ACTIVITY
Gather each line of the items below that contains the word "negative", and copy those lines in their original order.

SOURCE RECORDS
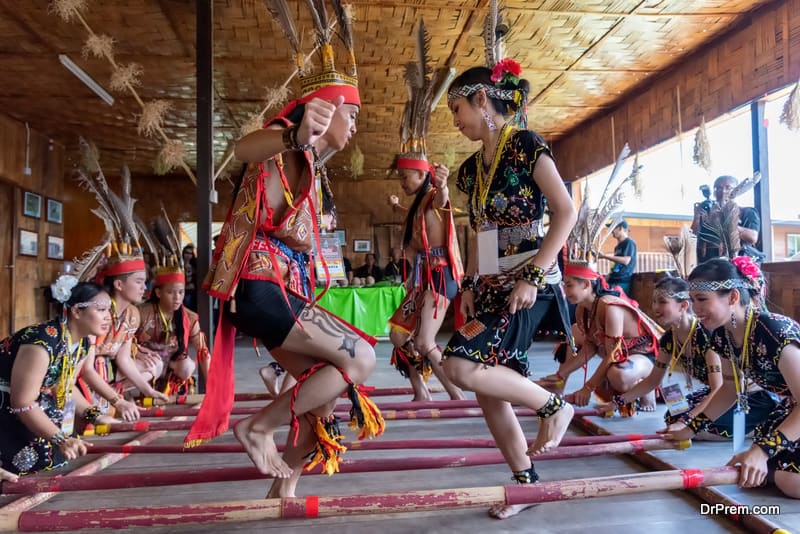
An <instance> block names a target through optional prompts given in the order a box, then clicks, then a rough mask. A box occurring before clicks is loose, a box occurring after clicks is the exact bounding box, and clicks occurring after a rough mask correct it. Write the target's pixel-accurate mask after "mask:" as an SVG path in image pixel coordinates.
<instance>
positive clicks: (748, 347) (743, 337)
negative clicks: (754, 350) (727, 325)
mask: <svg viewBox="0 0 800 534" xmlns="http://www.w3.org/2000/svg"><path fill="white" fill-rule="evenodd" d="M755 315H756V314H755V311H754V310H753V308H751V307H748V308H747V312H746V316H747V319H746V320H745V326H744V337H743V338H742V353H741V357H740V358H739V361H738V363H737V361H736V350H735V349H734V343H733V338H732V337H731V334H730V332H728V329H727V328H726V329H725V337H726V338H727V341H728V343H727V346H726V348H725V351H726V352H727V353H728V357H729V358H730V360H731V367H732V369H733V383H734V384H735V385H736V402H737V404H738V407H739V409H741V410H743V411H744V413H748V412H749V411H750V406H748V404H747V375H748V373H749V371H750V335H751V334H752V333H753V325H754V323H755Z"/></svg>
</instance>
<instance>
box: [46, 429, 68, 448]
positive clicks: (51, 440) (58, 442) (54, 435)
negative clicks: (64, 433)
mask: <svg viewBox="0 0 800 534" xmlns="http://www.w3.org/2000/svg"><path fill="white" fill-rule="evenodd" d="M66 442H67V436H66V435H65V434H64V433H63V432H62V431H60V430H59V431H58V432H56V433H55V434H53V437H51V438H50V443H52V444H53V445H55V446H57V447H60V446H61V445H63V444H64V443H66Z"/></svg>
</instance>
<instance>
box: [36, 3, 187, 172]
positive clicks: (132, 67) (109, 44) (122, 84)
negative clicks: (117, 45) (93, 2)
mask: <svg viewBox="0 0 800 534" xmlns="http://www.w3.org/2000/svg"><path fill="white" fill-rule="evenodd" d="M87 4H88V2H87V1H86V0H52V2H51V3H50V7H49V9H50V11H51V12H53V13H55V14H56V15H58V16H59V17H60V18H61V19H62V20H64V21H65V22H72V21H73V20H77V21H78V22H79V23H80V25H81V26H83V27H84V29H85V30H86V32H87V33H88V38H87V39H86V43H85V44H84V46H83V48H82V50H81V54H82V55H83V57H84V58H88V57H90V56H94V57H98V58H99V57H103V58H105V59H106V60H107V61H108V62H109V63H110V64H111V67H112V69H113V74H112V76H111V82H110V89H111V90H113V91H124V90H128V91H130V93H131V95H133V97H134V98H135V99H136V102H138V103H139V105H140V106H142V112H143V115H148V114H149V112H148V111H147V110H146V109H145V107H146V104H145V103H144V102H143V101H142V99H141V97H140V96H139V94H138V93H137V92H136V89H135V87H138V86H139V85H141V82H140V80H139V77H140V76H141V75H142V73H143V72H144V71H143V69H142V67H141V66H139V65H137V64H135V63H131V64H129V65H119V64H117V62H116V61H115V59H114V39H113V38H112V37H111V36H108V35H100V34H97V33H96V32H95V31H94V30H92V28H91V26H89V24H88V23H87V22H86V19H85V18H84V17H83V12H85V11H86V10H87ZM151 124H152V125H153V128H155V131H156V132H157V133H158V134H159V135H160V137H161V138H162V139H163V140H164V142H166V143H169V142H170V139H169V138H168V137H167V134H166V133H165V132H164V130H163V129H162V128H161V124H160V121H158V122H157V123H151ZM140 128H141V125H140ZM135 150H136V147H134V151H135ZM179 165H180V167H181V168H182V169H183V170H184V171H185V172H186V174H187V175H188V176H189V179H191V180H192V182H193V183H194V184H195V185H197V178H196V177H195V175H194V173H193V172H192V169H191V168H189V165H188V164H187V163H186V162H185V161H180V163H179Z"/></svg>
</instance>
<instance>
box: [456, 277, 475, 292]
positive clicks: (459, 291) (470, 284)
mask: <svg viewBox="0 0 800 534" xmlns="http://www.w3.org/2000/svg"><path fill="white" fill-rule="evenodd" d="M464 291H475V277H473V276H466V275H465V276H464V278H462V279H461V287H460V288H458V292H459V293H463V292H464Z"/></svg>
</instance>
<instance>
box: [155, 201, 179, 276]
mask: <svg viewBox="0 0 800 534" xmlns="http://www.w3.org/2000/svg"><path fill="white" fill-rule="evenodd" d="M151 228H152V233H153V236H154V238H155V239H154V242H153V244H152V247H153V250H154V252H153V254H154V255H155V257H156V279H155V285H156V286H163V285H164V284H170V283H181V284H185V283H186V274H185V273H184V270H183V254H182V253H181V242H180V239H179V238H178V233H177V232H176V231H175V227H174V226H173V225H172V223H171V222H170V220H169V216H168V215H167V210H165V209H164V205H163V204H162V205H161V213H160V214H159V215H158V217H156V219H155V220H154V221H153V223H152V225H151Z"/></svg>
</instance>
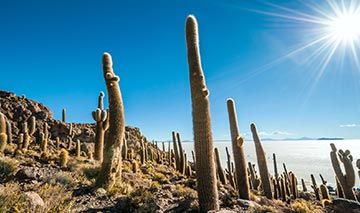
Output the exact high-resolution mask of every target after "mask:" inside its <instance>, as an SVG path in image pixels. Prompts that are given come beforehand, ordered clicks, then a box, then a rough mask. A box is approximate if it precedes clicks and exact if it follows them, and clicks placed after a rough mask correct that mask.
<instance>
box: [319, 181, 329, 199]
mask: <svg viewBox="0 0 360 213" xmlns="http://www.w3.org/2000/svg"><path fill="white" fill-rule="evenodd" d="M320 192H321V199H326V200H329V199H330V195H329V190H328V188H327V187H326V185H325V184H321V185H320Z"/></svg>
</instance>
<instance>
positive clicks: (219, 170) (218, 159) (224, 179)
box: [214, 148, 227, 185]
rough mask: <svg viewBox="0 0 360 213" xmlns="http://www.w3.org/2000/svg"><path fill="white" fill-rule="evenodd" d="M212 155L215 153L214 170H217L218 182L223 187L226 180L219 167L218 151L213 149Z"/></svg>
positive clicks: (223, 171) (219, 165)
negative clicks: (218, 178)
mask: <svg viewBox="0 0 360 213" xmlns="http://www.w3.org/2000/svg"><path fill="white" fill-rule="evenodd" d="M214 153H215V162H216V169H217V174H218V177H219V180H220V182H221V183H222V184H223V185H225V184H226V183H227V180H226V176H225V172H224V170H223V168H222V166H221V160H220V155H219V150H218V149H217V148H215V149H214Z"/></svg>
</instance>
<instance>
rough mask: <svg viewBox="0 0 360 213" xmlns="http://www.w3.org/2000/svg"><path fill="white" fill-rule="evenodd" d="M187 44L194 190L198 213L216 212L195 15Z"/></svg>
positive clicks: (206, 92)
mask: <svg viewBox="0 0 360 213" xmlns="http://www.w3.org/2000/svg"><path fill="white" fill-rule="evenodd" d="M186 41H187V53H188V64H189V76H190V88H191V99H192V117H193V132H194V143H195V154H196V160H197V162H196V175H197V191H198V197H199V205H200V211H201V212H207V211H210V210H218V209H219V199H218V190H217V185H216V169H215V164H214V152H213V139H212V132H211V119H210V103H209V90H208V89H207V87H206V84H205V76H204V73H203V71H202V67H201V59H200V51H199V38H198V26H197V21H196V19H195V17H194V16H188V18H187V20H186Z"/></svg>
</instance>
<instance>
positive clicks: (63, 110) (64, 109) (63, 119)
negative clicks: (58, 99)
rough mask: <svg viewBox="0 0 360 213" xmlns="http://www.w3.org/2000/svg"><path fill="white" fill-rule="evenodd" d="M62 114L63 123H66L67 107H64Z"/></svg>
mask: <svg viewBox="0 0 360 213" xmlns="http://www.w3.org/2000/svg"><path fill="white" fill-rule="evenodd" d="M61 114H62V117H61V121H62V122H63V123H66V109H63V110H62V113H61Z"/></svg>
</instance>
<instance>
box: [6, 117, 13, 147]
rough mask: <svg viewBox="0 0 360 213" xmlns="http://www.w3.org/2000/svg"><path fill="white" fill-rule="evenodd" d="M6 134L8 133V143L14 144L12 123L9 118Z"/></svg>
mask: <svg viewBox="0 0 360 213" xmlns="http://www.w3.org/2000/svg"><path fill="white" fill-rule="evenodd" d="M6 134H7V138H8V140H7V143H8V144H12V140H13V138H12V128H11V123H10V121H9V119H6Z"/></svg>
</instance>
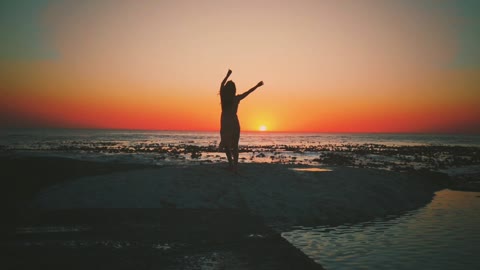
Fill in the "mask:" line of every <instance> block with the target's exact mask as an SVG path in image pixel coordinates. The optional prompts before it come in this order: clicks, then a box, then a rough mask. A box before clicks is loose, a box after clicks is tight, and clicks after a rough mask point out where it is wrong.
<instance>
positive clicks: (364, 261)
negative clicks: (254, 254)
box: [282, 190, 480, 270]
mask: <svg viewBox="0 0 480 270" xmlns="http://www.w3.org/2000/svg"><path fill="white" fill-rule="evenodd" d="M282 236H283V237H284V238H286V239H287V240H288V241H290V242H291V243H293V244H294V245H295V246H297V247H298V248H300V249H301V250H302V251H303V252H305V253H306V254H307V255H308V256H310V257H311V258H313V259H314V260H315V261H317V262H318V263H320V264H321V265H322V266H324V267H325V268H326V269H332V270H334V269H409V270H410V269H452V270H454V269H471V270H474V269H480V257H479V254H480V192H461V191H451V190H443V191H440V192H437V193H436V196H435V198H434V199H433V201H432V202H431V203H430V204H428V205H427V206H425V207H423V208H421V209H418V210H415V211H411V212H409V213H406V214H405V215H401V216H398V217H390V218H389V219H376V220H374V221H372V222H366V223H360V224H354V225H342V226H337V227H328V226H321V227H315V228H298V229H296V230H293V231H289V232H285V233H283V234H282Z"/></svg>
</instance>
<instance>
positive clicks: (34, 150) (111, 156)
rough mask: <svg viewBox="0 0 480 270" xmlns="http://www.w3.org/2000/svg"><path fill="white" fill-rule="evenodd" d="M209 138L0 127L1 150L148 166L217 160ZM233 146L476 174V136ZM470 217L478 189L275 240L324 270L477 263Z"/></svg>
mask: <svg viewBox="0 0 480 270" xmlns="http://www.w3.org/2000/svg"><path fill="white" fill-rule="evenodd" d="M218 143H219V134H218V132H190V131H189V132H184V131H127V130H67V129H62V130H60V129H16V130H0V153H1V154H2V155H13V156H15V155H38V156H61V157H70V158H75V159H81V160H95V161H115V162H131V163H142V164H151V165H158V166H169V165H179V164H180V165H182V166H184V165H192V166H195V165H199V164H205V163H222V162H223V163H225V162H226V160H225V157H224V154H223V153H221V152H220V151H219V149H218ZM240 152H241V153H240V163H250V162H259V163H263V162H267V163H281V164H295V165H299V164H300V165H304V166H324V165H332V166H353V167H367V168H377V169H386V170H397V171H402V170H411V169H429V170H434V171H440V172H445V173H448V174H450V175H452V176H455V175H461V174H465V173H469V172H472V171H473V172H476V173H479V172H480V135H443V134H442V135H438V134H316V133H268V132H267V133H261V132H244V133H242V135H241V139H240ZM240 166H241V164H240ZM240 170H241V167H240ZM478 213H480V193H479V192H460V191H450V190H443V191H439V192H437V193H436V196H435V197H434V199H433V201H432V202H431V203H430V204H428V205H426V206H425V207H423V208H421V209H417V210H414V211H410V212H408V213H404V214H402V215H398V216H390V217H388V218H381V219H376V220H373V221H370V222H365V223H360V224H343V225H340V226H319V227H297V228H294V229H292V230H290V231H285V232H283V234H282V236H283V237H284V238H285V239H287V240H288V241H290V242H291V243H292V244H293V245H295V246H296V247H298V248H299V249H301V250H302V251H303V252H304V253H305V254H307V255H308V256H310V257H311V258H312V259H314V260H316V261H317V262H319V263H320V264H321V265H323V266H324V267H325V268H326V269H479V268H480V260H479V259H478V258H477V257H476V255H477V254H478V253H479V252H480V250H479V245H478V243H479V242H480V230H479V229H478V224H479V222H480V215H479V214H478Z"/></svg>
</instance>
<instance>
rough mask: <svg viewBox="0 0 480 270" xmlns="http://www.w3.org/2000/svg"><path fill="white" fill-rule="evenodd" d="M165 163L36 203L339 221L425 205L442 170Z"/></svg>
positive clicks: (51, 206)
mask: <svg viewBox="0 0 480 270" xmlns="http://www.w3.org/2000/svg"><path fill="white" fill-rule="evenodd" d="M223 166H224V165H218V164H209V165H195V166H186V167H181V166H177V167H162V168H152V169H141V170H133V171H127V172H116V173H111V174H106V175H97V176H90V177H83V178H78V179H75V180H73V181H68V182H64V183H60V184H57V185H55V186H52V187H50V188H47V189H45V190H43V191H42V192H40V193H39V194H38V196H36V198H34V200H33V201H32V204H31V205H32V207H34V208H40V209H44V210H55V209H57V210H58V209H82V208H83V209H85V208H90V209H91V208H99V209H105V208H156V209H159V208H160V209H161V208H165V209H170V208H176V209H237V210H240V211H245V212H249V213H251V214H253V215H255V216H259V217H261V218H262V219H263V220H264V221H265V222H266V223H267V224H269V225H279V224H280V225H282V226H283V225H303V226H314V225H320V224H340V223H345V222H357V221H363V220H368V219H371V218H374V217H380V216H385V215H389V214H396V213H400V212H402V211H406V210H410V209H415V208H418V207H420V206H423V205H424V204H426V203H428V202H429V201H430V200H431V199H432V197H433V193H434V191H435V190H438V189H440V188H443V187H445V185H446V183H447V180H446V179H445V176H444V175H441V174H434V173H400V172H392V171H384V170H373V169H359V168H347V167H335V168H329V169H330V170H331V171H321V172H318V171H317V172H316V171H313V172H311V171H295V170H292V168H294V167H295V166H293V165H282V164H241V166H240V173H239V174H238V175H236V174H233V173H232V172H230V171H228V170H226V169H225V168H224V167H223Z"/></svg>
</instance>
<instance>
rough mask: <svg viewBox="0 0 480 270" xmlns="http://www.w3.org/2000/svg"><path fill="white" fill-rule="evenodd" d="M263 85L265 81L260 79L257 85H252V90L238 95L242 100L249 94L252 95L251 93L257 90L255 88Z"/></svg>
mask: <svg viewBox="0 0 480 270" xmlns="http://www.w3.org/2000/svg"><path fill="white" fill-rule="evenodd" d="M262 85H263V81H260V82H259V83H257V85H255V86H254V87H252V88H251V89H250V90H248V91H247V92H245V93H243V94H241V95H238V98H239V99H240V100H242V99H244V98H246V97H247V96H248V95H250V93H252V92H253V91H255V89H257V88H258V87H260V86H262Z"/></svg>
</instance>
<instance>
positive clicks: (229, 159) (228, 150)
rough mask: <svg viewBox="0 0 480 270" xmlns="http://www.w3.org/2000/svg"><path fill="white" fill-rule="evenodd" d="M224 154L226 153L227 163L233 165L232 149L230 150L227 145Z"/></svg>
mask: <svg viewBox="0 0 480 270" xmlns="http://www.w3.org/2000/svg"><path fill="white" fill-rule="evenodd" d="M224 149H225V155H227V160H228V165H229V166H230V168H231V167H233V158H232V151H230V148H229V147H225V148H224Z"/></svg>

WRITTEN REPLY
negative clicks: (754, 350) (727, 325)
negative clicks: (64, 433)
negative clicks: (117, 45) (93, 2)
negative clicks: (218, 178)
negative clicks: (58, 99)
negative clicks: (254, 254)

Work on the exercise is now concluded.